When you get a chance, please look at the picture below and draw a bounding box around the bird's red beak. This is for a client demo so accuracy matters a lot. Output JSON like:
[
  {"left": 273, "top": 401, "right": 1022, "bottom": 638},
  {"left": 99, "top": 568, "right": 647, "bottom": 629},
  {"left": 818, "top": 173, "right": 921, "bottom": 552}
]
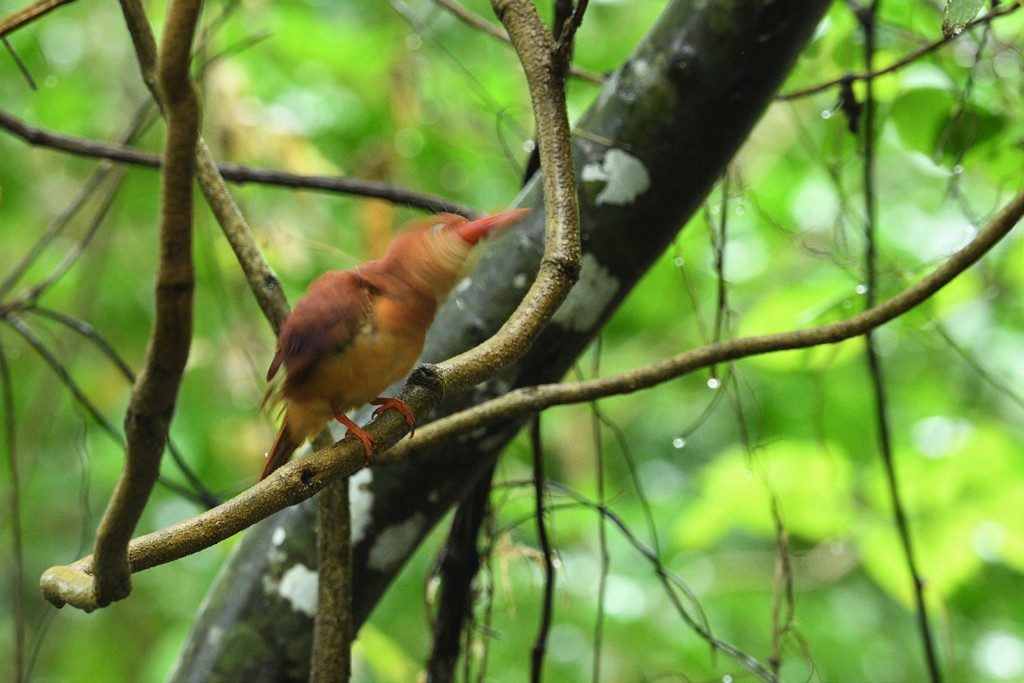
[{"left": 452, "top": 209, "right": 529, "bottom": 245}]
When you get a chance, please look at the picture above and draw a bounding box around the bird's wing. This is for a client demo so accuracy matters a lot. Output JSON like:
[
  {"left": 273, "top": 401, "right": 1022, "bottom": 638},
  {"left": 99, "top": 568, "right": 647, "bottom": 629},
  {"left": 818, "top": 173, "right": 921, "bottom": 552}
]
[{"left": 266, "top": 270, "right": 376, "bottom": 383}]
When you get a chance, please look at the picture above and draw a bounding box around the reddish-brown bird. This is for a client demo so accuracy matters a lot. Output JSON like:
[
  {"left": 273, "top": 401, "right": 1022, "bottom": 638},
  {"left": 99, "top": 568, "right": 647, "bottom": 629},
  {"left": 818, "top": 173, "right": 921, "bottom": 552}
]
[{"left": 259, "top": 209, "right": 527, "bottom": 479}]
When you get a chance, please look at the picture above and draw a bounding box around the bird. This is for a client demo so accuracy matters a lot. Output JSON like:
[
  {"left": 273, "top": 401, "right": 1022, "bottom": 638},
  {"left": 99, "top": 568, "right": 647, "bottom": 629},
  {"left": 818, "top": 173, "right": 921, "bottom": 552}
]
[{"left": 259, "top": 209, "right": 529, "bottom": 480}]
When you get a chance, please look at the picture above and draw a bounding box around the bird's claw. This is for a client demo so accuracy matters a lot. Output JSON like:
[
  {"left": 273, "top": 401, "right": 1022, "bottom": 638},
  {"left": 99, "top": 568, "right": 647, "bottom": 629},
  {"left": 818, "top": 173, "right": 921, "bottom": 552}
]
[{"left": 370, "top": 397, "right": 416, "bottom": 438}]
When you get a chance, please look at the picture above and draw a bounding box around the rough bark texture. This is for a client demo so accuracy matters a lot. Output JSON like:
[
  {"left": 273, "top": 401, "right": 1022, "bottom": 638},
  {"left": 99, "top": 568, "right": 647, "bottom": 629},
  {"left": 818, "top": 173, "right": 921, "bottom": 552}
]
[{"left": 171, "top": 0, "right": 828, "bottom": 681}]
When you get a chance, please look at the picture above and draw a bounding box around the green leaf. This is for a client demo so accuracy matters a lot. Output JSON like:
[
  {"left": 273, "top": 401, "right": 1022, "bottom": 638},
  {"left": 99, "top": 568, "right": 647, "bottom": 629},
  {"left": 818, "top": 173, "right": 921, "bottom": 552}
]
[{"left": 942, "top": 0, "right": 985, "bottom": 38}]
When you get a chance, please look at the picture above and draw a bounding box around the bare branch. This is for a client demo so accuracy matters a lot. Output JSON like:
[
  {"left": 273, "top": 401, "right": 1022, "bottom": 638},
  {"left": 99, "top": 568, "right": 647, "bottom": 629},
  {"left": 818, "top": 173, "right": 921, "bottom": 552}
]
[
  {"left": 433, "top": 0, "right": 581, "bottom": 391},
  {"left": 0, "top": 0, "right": 75, "bottom": 37},
  {"left": 434, "top": 0, "right": 604, "bottom": 85},
  {"left": 0, "top": 110, "right": 483, "bottom": 219},
  {"left": 40, "top": 0, "right": 201, "bottom": 611},
  {"left": 775, "top": 2, "right": 1021, "bottom": 101},
  {"left": 389, "top": 184, "right": 1024, "bottom": 462},
  {"left": 28, "top": 184, "right": 1024, "bottom": 593}
]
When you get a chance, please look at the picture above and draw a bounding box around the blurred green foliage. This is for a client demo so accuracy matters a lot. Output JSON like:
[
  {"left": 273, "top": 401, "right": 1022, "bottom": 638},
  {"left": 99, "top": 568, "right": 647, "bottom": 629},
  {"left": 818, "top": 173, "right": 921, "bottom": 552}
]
[{"left": 0, "top": 0, "right": 1024, "bottom": 681}]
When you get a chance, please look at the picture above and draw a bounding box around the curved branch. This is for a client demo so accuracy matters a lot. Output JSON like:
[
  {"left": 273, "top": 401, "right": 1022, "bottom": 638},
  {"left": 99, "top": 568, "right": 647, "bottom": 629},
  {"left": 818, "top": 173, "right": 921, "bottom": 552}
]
[
  {"left": 378, "top": 184, "right": 1024, "bottom": 462},
  {"left": 40, "top": 0, "right": 201, "bottom": 611},
  {"left": 775, "top": 3, "right": 1022, "bottom": 101},
  {"left": 29, "top": 185, "right": 1024, "bottom": 589},
  {"left": 0, "top": 110, "right": 483, "bottom": 219},
  {"left": 432, "top": 0, "right": 582, "bottom": 391},
  {"left": 434, "top": 0, "right": 604, "bottom": 85}
]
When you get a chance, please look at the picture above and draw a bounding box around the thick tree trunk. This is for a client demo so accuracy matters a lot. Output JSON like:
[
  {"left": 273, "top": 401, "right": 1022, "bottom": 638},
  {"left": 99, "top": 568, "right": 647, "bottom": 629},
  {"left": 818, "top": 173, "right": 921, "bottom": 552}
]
[{"left": 171, "top": 0, "right": 829, "bottom": 682}]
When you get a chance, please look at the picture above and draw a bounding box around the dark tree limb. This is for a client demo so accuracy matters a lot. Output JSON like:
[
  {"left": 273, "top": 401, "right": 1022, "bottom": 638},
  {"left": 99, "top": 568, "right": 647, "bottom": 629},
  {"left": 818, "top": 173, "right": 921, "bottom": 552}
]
[{"left": 172, "top": 0, "right": 828, "bottom": 681}]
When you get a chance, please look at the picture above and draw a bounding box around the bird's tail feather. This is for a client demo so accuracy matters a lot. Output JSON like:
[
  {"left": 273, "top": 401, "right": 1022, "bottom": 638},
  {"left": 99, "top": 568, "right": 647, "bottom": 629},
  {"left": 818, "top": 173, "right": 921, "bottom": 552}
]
[{"left": 259, "top": 420, "right": 299, "bottom": 481}]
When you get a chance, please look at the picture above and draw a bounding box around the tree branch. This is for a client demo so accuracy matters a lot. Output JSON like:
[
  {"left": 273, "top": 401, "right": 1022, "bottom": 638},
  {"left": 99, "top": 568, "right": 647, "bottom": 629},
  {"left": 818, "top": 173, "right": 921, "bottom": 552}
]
[
  {"left": 380, "top": 185, "right": 1024, "bottom": 462},
  {"left": 0, "top": 110, "right": 483, "bottom": 219},
  {"left": 34, "top": 184, "right": 1024, "bottom": 593},
  {"left": 433, "top": 0, "right": 582, "bottom": 391},
  {"left": 41, "top": 0, "right": 201, "bottom": 611}
]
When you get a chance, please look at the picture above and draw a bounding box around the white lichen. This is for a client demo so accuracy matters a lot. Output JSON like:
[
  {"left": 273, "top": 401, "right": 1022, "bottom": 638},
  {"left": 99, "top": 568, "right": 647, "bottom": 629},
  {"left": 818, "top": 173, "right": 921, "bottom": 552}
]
[
  {"left": 551, "top": 254, "right": 620, "bottom": 332},
  {"left": 580, "top": 148, "right": 650, "bottom": 206},
  {"left": 278, "top": 564, "right": 319, "bottom": 617}
]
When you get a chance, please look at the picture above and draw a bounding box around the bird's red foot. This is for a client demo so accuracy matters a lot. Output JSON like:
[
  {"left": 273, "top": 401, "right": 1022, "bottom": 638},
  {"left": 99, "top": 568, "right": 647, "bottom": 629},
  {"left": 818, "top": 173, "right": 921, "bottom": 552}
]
[
  {"left": 334, "top": 413, "right": 374, "bottom": 467},
  {"left": 370, "top": 396, "right": 416, "bottom": 437}
]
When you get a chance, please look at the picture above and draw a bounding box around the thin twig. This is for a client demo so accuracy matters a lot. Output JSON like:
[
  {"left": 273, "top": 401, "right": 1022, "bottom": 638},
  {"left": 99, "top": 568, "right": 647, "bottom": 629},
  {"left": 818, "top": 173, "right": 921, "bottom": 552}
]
[
  {"left": 775, "top": 2, "right": 1021, "bottom": 101},
  {"left": 529, "top": 415, "right": 555, "bottom": 683},
  {"left": 433, "top": 0, "right": 582, "bottom": 391},
  {"left": 0, "top": 110, "right": 481, "bottom": 218},
  {"left": 434, "top": 0, "right": 604, "bottom": 85},
  {"left": 854, "top": 0, "right": 942, "bottom": 683},
  {"left": 43, "top": 0, "right": 201, "bottom": 610},
  {"left": 0, "top": 345, "right": 26, "bottom": 683},
  {"left": 389, "top": 184, "right": 1024, "bottom": 460},
  {"left": 34, "top": 180, "right": 1024, "bottom": 610},
  {"left": 0, "top": 0, "right": 75, "bottom": 36}
]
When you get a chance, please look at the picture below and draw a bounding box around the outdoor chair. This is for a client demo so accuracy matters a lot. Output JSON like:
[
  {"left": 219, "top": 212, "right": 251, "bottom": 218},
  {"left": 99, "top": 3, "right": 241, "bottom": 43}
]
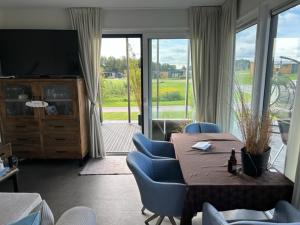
[{"left": 269, "top": 119, "right": 290, "bottom": 167}]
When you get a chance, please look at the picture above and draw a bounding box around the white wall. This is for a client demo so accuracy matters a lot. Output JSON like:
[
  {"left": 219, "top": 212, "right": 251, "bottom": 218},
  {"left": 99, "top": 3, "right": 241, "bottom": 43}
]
[
  {"left": 0, "top": 8, "right": 188, "bottom": 32},
  {"left": 0, "top": 8, "right": 71, "bottom": 29}
]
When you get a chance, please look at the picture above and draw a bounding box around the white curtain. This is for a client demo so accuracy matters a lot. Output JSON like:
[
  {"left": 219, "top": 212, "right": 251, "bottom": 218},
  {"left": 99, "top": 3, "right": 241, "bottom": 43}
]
[
  {"left": 189, "top": 7, "right": 221, "bottom": 122},
  {"left": 285, "top": 64, "right": 300, "bottom": 209},
  {"left": 67, "top": 8, "right": 105, "bottom": 158},
  {"left": 216, "top": 0, "right": 237, "bottom": 132}
]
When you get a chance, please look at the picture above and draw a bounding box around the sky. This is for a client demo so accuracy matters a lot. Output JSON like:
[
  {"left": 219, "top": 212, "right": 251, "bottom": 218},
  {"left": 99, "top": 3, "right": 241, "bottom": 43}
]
[
  {"left": 236, "top": 5, "right": 300, "bottom": 61},
  {"left": 101, "top": 5, "right": 300, "bottom": 68},
  {"left": 101, "top": 38, "right": 188, "bottom": 69}
]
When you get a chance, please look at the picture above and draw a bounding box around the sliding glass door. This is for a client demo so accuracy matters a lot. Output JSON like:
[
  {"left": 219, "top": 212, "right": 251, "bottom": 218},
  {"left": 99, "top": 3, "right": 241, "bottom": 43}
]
[
  {"left": 149, "top": 39, "right": 193, "bottom": 139},
  {"left": 101, "top": 36, "right": 142, "bottom": 123},
  {"left": 231, "top": 24, "right": 257, "bottom": 138},
  {"left": 264, "top": 5, "right": 300, "bottom": 171}
]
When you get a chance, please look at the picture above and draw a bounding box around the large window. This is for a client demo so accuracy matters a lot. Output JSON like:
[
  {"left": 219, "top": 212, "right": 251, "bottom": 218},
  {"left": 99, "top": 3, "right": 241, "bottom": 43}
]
[
  {"left": 101, "top": 36, "right": 142, "bottom": 122},
  {"left": 264, "top": 5, "right": 300, "bottom": 171},
  {"left": 231, "top": 25, "right": 257, "bottom": 138},
  {"left": 151, "top": 39, "right": 193, "bottom": 119},
  {"left": 149, "top": 39, "right": 193, "bottom": 139}
]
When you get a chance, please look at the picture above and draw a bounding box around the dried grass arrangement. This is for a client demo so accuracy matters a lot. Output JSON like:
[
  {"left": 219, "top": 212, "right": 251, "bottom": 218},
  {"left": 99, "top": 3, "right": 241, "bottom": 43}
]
[{"left": 235, "top": 85, "right": 272, "bottom": 155}]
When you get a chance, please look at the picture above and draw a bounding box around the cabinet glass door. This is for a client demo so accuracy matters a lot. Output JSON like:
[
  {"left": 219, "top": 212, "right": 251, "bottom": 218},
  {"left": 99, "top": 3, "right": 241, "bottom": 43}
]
[
  {"left": 43, "top": 84, "right": 74, "bottom": 116},
  {"left": 4, "top": 85, "right": 34, "bottom": 117}
]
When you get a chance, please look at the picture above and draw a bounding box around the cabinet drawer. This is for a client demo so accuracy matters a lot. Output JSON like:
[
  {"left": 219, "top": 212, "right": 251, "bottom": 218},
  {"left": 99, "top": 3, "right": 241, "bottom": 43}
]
[
  {"left": 43, "top": 120, "right": 79, "bottom": 133},
  {"left": 4, "top": 133, "right": 41, "bottom": 148},
  {"left": 45, "top": 150, "right": 83, "bottom": 159},
  {"left": 44, "top": 133, "right": 80, "bottom": 146},
  {"left": 5, "top": 120, "right": 39, "bottom": 132}
]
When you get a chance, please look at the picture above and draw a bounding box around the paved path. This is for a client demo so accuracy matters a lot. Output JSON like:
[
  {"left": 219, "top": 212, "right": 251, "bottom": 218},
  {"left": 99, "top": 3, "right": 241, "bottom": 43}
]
[{"left": 101, "top": 122, "right": 141, "bottom": 153}]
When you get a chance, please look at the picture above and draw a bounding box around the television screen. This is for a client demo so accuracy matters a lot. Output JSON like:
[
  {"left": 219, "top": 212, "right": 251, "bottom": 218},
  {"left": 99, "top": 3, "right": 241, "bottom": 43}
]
[{"left": 0, "top": 29, "right": 81, "bottom": 77}]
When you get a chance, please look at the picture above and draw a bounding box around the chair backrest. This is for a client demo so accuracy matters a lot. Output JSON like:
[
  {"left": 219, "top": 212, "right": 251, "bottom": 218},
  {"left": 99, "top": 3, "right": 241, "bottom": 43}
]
[
  {"left": 126, "top": 151, "right": 154, "bottom": 209},
  {"left": 184, "top": 122, "right": 220, "bottom": 134},
  {"left": 132, "top": 133, "right": 153, "bottom": 158},
  {"left": 184, "top": 123, "right": 201, "bottom": 134},
  {"left": 277, "top": 120, "right": 290, "bottom": 145}
]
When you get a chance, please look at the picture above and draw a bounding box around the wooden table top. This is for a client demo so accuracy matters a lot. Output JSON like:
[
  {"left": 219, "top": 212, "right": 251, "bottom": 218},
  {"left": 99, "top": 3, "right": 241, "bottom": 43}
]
[{"left": 171, "top": 133, "right": 293, "bottom": 186}]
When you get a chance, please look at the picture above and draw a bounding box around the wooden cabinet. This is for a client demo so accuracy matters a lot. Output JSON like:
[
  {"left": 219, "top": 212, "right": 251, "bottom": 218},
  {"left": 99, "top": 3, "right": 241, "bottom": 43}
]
[{"left": 0, "top": 79, "right": 88, "bottom": 159}]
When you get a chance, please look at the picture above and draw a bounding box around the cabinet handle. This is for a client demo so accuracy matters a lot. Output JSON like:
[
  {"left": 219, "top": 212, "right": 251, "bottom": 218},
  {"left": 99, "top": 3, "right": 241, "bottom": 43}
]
[
  {"left": 55, "top": 138, "right": 66, "bottom": 141},
  {"left": 17, "top": 138, "right": 28, "bottom": 141}
]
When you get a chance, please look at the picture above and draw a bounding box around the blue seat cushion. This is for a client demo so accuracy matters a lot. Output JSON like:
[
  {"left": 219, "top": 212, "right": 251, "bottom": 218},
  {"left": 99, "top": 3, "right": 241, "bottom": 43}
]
[{"left": 9, "top": 212, "right": 41, "bottom": 225}]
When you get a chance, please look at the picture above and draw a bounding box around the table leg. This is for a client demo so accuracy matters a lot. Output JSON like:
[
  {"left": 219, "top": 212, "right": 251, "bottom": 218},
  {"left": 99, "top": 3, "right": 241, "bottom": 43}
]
[{"left": 12, "top": 174, "right": 19, "bottom": 192}]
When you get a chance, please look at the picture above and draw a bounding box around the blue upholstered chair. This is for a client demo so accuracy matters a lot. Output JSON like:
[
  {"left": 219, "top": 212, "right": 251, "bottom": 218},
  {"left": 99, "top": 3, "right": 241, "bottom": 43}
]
[
  {"left": 132, "top": 133, "right": 175, "bottom": 159},
  {"left": 184, "top": 122, "right": 220, "bottom": 134},
  {"left": 202, "top": 201, "right": 300, "bottom": 225},
  {"left": 126, "top": 151, "right": 186, "bottom": 225}
]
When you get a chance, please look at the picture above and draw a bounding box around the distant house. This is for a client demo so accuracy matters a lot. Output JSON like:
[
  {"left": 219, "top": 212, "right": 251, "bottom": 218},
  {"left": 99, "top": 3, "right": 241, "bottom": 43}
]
[{"left": 103, "top": 71, "right": 124, "bottom": 79}]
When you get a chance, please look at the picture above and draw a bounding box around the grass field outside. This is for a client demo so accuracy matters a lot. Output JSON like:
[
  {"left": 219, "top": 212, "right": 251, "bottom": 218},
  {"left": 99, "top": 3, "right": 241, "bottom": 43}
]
[{"left": 101, "top": 70, "right": 297, "bottom": 120}]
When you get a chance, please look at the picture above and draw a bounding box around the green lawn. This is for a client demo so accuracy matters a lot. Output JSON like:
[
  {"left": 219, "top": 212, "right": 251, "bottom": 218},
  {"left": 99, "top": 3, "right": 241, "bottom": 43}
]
[
  {"left": 235, "top": 70, "right": 253, "bottom": 85},
  {"left": 103, "top": 111, "right": 192, "bottom": 120},
  {"left": 103, "top": 112, "right": 139, "bottom": 121},
  {"left": 101, "top": 79, "right": 193, "bottom": 107}
]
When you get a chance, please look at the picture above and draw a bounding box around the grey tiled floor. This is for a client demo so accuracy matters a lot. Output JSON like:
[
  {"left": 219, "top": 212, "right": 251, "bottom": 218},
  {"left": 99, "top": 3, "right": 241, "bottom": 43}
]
[{"left": 0, "top": 161, "right": 264, "bottom": 225}]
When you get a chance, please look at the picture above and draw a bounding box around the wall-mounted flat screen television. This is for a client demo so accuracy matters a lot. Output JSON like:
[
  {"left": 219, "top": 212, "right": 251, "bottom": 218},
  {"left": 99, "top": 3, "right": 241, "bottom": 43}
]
[{"left": 0, "top": 29, "right": 81, "bottom": 78}]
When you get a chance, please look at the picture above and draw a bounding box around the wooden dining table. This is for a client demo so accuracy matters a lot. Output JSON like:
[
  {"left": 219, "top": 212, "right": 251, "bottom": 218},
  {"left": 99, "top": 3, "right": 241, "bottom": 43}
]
[{"left": 171, "top": 133, "right": 293, "bottom": 225}]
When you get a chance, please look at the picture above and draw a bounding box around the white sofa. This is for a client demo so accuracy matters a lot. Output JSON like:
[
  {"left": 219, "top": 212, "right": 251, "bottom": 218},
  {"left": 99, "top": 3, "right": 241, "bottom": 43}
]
[{"left": 0, "top": 193, "right": 96, "bottom": 225}]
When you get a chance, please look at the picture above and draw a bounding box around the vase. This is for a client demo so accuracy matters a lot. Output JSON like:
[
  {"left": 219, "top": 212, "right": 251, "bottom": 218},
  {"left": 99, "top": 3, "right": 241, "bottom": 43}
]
[
  {"left": 241, "top": 147, "right": 271, "bottom": 177},
  {"left": 138, "top": 114, "right": 143, "bottom": 126}
]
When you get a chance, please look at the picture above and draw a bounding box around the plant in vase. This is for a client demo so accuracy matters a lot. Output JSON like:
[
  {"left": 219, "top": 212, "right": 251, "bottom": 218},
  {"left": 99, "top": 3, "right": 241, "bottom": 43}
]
[
  {"left": 129, "top": 50, "right": 143, "bottom": 125},
  {"left": 235, "top": 85, "right": 272, "bottom": 177}
]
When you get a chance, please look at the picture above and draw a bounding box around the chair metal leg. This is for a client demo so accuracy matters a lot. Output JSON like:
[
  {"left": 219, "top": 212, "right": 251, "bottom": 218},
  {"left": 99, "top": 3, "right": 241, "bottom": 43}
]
[
  {"left": 145, "top": 214, "right": 159, "bottom": 225},
  {"left": 141, "top": 206, "right": 146, "bottom": 215},
  {"left": 168, "top": 216, "right": 176, "bottom": 225},
  {"left": 155, "top": 216, "right": 165, "bottom": 225}
]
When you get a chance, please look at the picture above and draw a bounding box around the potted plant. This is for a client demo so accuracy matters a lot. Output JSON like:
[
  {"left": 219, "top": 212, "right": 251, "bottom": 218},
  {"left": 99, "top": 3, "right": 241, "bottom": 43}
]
[
  {"left": 235, "top": 86, "right": 272, "bottom": 177},
  {"left": 129, "top": 55, "right": 143, "bottom": 126}
]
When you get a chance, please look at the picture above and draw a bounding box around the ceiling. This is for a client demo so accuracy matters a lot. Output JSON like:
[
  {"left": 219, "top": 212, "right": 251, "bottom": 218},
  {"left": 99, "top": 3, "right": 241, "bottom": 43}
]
[{"left": 0, "top": 0, "right": 224, "bottom": 9}]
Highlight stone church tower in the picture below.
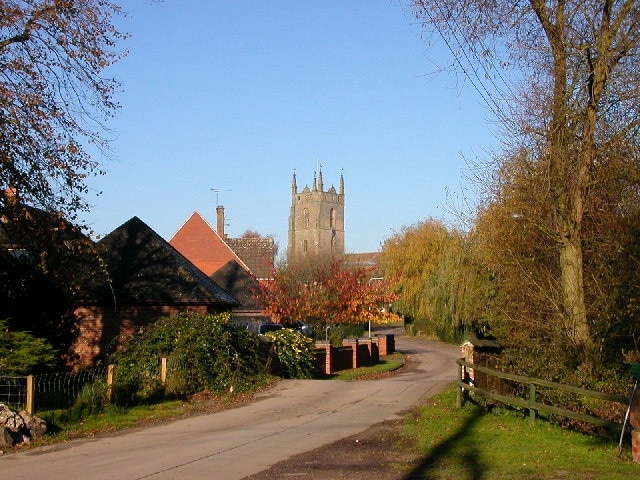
[287,169,344,261]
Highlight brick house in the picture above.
[169,211,274,324]
[73,217,238,365]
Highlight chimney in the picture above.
[216,205,227,238]
[4,185,18,205]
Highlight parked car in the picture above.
[247,323,284,335]
[294,322,313,337]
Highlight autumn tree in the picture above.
[0,0,123,225]
[380,218,492,341]
[259,259,398,331]
[410,0,640,364]
[0,0,124,355]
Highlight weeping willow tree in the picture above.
[381,219,493,341]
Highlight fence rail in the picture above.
[456,359,629,429]
[0,367,110,413]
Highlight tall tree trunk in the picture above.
[531,0,594,362]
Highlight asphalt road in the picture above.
[0,337,458,480]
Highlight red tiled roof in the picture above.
[169,212,249,276]
[224,237,275,279]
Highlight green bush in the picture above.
[0,320,58,376]
[266,328,318,378]
[62,380,107,422]
[113,313,267,404]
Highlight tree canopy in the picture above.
[410,0,640,365]
[259,259,398,331]
[0,0,125,221]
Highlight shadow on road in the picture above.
[403,404,485,480]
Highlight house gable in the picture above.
[169,212,250,276]
[98,217,238,307]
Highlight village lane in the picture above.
[0,336,458,480]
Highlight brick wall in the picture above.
[315,335,395,375]
[69,305,228,367]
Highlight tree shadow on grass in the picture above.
[402,409,486,480]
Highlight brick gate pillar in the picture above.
[629,389,640,463]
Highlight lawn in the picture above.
[397,389,640,480]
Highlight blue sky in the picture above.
[86,0,493,252]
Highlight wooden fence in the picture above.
[456,358,629,429]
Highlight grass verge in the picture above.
[396,389,640,480]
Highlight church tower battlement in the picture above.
[287,169,344,261]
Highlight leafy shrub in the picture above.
[0,320,57,376]
[113,313,266,404]
[266,328,317,378]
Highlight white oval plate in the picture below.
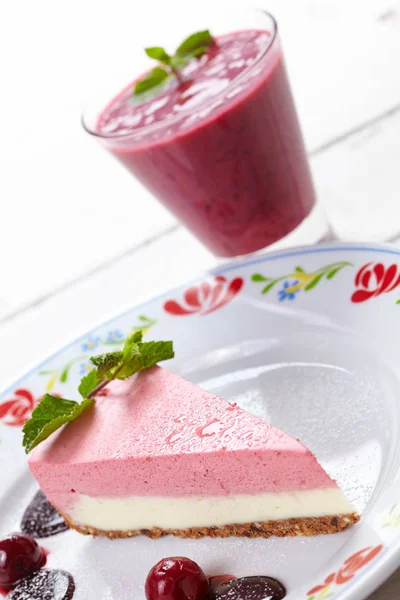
[0,245,400,600]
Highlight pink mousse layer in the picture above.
[29,367,336,499]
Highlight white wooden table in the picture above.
[0,0,400,600]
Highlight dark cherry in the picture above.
[145,556,209,600]
[7,569,75,600]
[21,490,68,538]
[207,575,286,600]
[0,533,46,586]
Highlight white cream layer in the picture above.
[65,488,354,531]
────────────────────
* _WORK REQUIRED_: Rewrite the items starting at the line containing "Highlight white cream" and ending at the final line of the items, requests included, multiplying every coordinate in the answers by 1.85 and rounding to whole numbers, with halves rounded up. Give only these lines.

* _FINAL ANSWER_:
Highlight white cream layer in the picture above.
[120,903,655,982]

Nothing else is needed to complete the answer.